• DATA SHOWN:
● ● ● ●

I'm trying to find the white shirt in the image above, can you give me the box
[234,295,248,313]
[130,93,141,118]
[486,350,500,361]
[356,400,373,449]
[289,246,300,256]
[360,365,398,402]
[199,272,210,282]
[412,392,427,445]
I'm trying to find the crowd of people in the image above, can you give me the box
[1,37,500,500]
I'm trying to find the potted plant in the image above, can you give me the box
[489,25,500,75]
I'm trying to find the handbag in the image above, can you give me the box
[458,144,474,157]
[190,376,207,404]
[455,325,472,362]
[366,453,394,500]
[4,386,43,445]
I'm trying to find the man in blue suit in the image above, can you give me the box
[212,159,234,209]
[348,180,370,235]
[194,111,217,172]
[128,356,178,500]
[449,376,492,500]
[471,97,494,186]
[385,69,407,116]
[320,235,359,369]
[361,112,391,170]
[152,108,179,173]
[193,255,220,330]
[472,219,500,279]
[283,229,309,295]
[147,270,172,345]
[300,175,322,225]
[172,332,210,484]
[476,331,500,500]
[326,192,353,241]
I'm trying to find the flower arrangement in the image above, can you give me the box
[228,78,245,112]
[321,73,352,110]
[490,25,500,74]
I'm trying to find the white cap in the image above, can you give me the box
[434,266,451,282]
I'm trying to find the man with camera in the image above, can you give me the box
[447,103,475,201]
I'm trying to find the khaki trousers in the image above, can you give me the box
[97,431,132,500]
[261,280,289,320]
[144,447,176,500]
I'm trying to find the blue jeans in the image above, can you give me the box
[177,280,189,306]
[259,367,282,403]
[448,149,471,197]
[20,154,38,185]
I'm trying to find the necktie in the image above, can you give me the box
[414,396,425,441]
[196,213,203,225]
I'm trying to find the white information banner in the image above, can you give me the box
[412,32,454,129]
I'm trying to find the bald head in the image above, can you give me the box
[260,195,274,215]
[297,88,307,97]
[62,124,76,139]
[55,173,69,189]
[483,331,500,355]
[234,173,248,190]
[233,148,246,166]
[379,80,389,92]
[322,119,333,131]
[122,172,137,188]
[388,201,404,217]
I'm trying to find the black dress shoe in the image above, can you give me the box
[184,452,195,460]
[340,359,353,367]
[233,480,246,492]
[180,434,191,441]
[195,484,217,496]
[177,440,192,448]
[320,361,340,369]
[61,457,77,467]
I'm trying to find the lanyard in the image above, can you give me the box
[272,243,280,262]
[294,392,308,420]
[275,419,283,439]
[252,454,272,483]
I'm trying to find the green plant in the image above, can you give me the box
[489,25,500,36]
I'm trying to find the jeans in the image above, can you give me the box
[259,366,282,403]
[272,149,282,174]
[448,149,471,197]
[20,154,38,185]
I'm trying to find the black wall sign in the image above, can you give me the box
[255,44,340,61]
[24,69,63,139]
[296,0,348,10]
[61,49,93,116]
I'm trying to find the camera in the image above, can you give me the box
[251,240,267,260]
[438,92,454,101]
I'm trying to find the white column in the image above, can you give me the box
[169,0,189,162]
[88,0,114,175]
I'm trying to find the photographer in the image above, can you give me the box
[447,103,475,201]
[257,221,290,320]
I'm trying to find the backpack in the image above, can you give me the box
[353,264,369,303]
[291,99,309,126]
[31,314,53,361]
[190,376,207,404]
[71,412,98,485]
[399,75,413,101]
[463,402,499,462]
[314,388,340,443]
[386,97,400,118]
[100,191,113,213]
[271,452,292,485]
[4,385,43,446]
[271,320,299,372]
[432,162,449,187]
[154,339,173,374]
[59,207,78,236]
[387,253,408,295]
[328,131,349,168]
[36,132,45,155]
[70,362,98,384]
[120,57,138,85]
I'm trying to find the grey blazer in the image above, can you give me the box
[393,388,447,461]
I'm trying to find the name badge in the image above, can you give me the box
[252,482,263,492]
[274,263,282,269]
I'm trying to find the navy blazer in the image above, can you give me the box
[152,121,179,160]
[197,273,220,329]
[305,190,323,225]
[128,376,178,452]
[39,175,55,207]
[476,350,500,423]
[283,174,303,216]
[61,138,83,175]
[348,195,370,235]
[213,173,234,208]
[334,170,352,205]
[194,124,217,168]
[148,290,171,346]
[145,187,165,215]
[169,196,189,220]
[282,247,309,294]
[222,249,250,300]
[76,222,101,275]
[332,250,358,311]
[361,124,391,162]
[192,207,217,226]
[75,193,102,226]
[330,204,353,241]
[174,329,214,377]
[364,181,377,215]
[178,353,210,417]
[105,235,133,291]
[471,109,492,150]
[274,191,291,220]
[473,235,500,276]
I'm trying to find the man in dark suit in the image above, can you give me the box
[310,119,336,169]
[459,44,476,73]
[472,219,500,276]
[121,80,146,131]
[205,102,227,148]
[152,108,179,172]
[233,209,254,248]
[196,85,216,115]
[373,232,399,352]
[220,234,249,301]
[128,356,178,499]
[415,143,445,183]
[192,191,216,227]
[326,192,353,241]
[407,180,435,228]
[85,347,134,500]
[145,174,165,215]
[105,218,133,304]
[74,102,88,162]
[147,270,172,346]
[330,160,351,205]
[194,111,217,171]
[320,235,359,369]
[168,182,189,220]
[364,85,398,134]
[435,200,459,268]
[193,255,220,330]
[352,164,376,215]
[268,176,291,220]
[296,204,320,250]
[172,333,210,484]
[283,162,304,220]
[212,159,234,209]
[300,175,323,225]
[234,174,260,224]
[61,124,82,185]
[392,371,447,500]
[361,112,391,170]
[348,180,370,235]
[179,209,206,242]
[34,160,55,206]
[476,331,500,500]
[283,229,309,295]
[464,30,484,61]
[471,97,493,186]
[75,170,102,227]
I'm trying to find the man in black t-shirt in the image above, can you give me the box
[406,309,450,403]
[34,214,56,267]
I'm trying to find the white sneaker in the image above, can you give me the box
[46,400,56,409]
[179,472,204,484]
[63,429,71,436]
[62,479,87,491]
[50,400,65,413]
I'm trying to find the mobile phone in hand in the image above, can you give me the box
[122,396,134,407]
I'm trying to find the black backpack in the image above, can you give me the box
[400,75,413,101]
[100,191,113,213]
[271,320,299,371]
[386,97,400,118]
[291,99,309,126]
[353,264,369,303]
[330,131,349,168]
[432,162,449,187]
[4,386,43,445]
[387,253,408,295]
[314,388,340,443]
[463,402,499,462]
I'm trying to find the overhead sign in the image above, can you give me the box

● ● ● ●

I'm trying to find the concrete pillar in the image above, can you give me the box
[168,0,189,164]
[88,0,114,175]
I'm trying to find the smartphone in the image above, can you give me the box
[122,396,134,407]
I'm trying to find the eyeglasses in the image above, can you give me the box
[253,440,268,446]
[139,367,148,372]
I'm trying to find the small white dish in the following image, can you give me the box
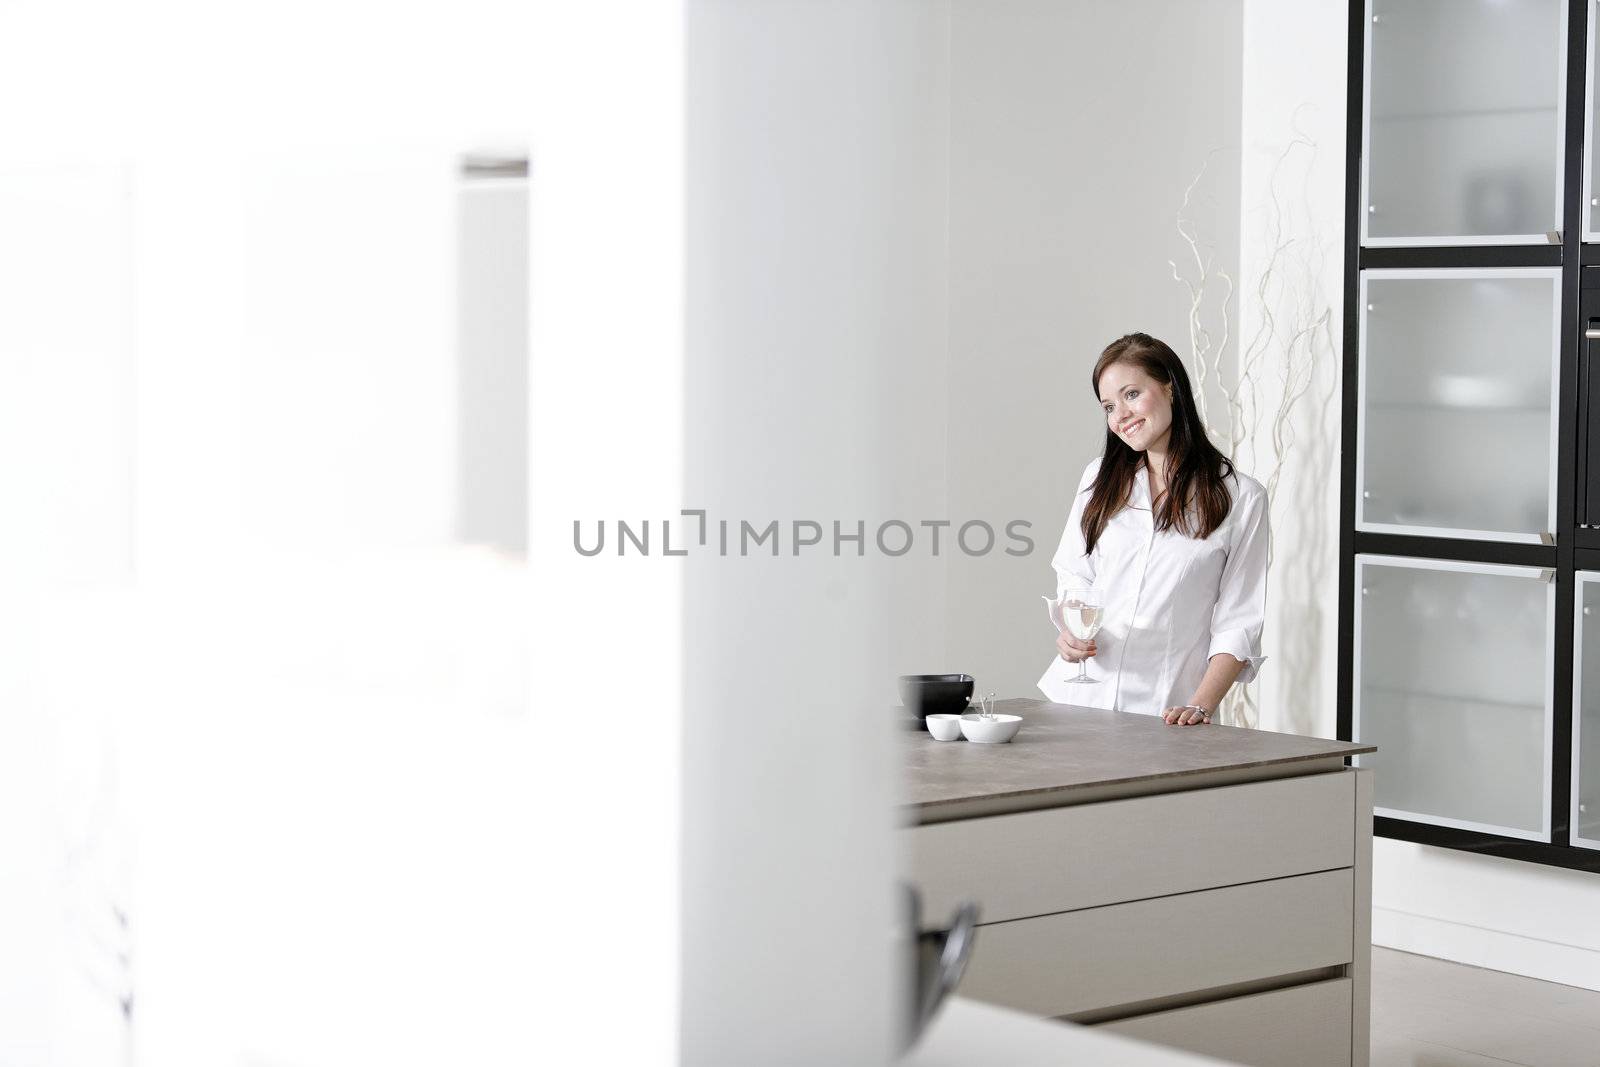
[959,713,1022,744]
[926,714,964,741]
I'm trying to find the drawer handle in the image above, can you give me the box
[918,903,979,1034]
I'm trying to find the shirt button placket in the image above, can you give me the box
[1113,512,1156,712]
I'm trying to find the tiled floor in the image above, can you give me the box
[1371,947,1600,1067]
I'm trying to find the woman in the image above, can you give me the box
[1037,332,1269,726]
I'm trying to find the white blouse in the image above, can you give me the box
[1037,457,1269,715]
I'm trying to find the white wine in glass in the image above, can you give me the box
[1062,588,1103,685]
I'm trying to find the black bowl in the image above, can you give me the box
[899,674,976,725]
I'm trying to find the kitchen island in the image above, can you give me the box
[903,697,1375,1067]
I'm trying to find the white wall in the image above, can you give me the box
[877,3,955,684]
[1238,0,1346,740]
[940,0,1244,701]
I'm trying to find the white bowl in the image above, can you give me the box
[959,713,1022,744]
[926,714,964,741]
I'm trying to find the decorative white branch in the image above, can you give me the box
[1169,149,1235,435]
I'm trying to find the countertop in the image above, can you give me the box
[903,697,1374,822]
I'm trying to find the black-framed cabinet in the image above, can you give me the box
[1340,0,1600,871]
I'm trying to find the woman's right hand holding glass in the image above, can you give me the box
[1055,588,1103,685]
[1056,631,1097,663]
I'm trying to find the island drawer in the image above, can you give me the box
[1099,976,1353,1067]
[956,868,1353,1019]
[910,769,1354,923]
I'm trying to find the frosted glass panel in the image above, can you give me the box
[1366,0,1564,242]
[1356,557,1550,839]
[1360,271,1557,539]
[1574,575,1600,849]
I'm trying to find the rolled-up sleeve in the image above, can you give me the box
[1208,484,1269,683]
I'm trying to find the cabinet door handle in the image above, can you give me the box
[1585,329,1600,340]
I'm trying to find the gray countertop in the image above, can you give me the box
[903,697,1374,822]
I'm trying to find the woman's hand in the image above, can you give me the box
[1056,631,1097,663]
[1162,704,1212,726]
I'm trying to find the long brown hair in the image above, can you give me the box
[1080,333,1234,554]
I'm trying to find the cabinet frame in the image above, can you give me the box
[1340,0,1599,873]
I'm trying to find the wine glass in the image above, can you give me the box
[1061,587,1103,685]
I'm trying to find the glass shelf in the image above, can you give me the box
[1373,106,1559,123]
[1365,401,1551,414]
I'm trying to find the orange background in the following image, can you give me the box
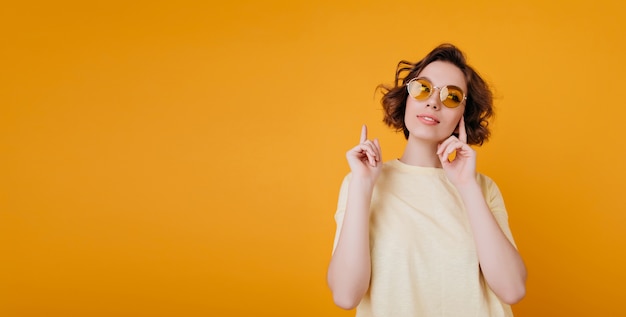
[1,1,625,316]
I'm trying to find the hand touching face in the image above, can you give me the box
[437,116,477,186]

● ● ● ●

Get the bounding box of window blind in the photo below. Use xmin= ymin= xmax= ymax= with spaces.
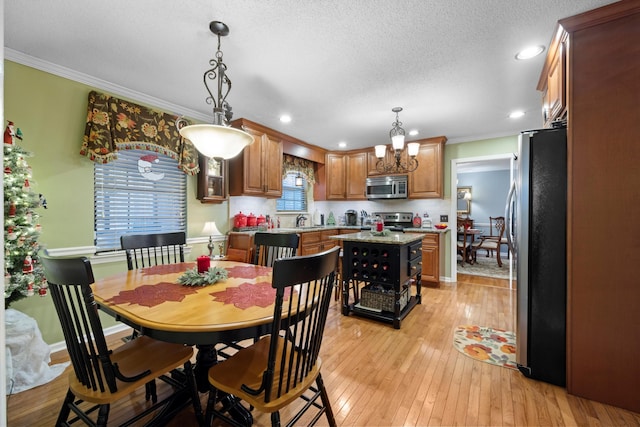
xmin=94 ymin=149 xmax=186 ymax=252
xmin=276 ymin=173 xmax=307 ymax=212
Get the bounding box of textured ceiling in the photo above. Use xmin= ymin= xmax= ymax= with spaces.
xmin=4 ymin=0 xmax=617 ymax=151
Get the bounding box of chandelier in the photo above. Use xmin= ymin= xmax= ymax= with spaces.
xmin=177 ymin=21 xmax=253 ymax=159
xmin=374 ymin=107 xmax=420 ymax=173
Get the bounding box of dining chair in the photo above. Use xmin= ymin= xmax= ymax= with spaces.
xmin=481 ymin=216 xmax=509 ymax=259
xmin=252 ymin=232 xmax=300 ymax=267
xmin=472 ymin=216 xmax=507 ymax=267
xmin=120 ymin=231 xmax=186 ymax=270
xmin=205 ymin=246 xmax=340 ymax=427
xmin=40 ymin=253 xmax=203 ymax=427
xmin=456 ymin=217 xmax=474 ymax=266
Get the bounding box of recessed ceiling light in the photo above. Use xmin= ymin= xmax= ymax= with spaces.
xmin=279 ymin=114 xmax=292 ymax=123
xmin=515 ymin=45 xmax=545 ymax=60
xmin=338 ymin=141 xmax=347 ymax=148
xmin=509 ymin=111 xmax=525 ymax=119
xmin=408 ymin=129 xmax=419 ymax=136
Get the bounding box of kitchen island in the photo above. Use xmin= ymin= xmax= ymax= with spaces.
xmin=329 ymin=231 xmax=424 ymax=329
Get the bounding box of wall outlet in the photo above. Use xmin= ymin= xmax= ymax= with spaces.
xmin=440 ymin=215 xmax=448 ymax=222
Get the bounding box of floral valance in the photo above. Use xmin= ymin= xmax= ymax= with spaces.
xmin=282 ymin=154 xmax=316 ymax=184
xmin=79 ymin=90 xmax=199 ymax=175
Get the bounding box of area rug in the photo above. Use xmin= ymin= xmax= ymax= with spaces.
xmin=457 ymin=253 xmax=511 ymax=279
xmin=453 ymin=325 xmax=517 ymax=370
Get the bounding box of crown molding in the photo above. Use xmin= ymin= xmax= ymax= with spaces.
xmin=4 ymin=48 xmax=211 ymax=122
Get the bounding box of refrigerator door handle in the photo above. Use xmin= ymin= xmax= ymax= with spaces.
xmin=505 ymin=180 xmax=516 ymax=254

● ● ● ●

• WORK INSTRUCTIONS: Print again the lines of the entries above that fall between the line holding "I'm trying to find the black backpack" and the line holding "I'm trying to find the overhead", inclusive, exactly as they stand.

• SOLUTION BELOW:
I'm trying to find the black backpack in the image above, can you give me the box
[400,75,413,101]
[100,191,113,213]
[271,320,299,371]
[386,97,400,118]
[291,99,309,126]
[353,264,369,303]
[330,131,349,168]
[432,162,449,187]
[4,386,43,445]
[387,253,408,295]
[314,388,340,443]
[463,402,499,462]
I'm trying to find the overhead sign in the image above, can you give me the box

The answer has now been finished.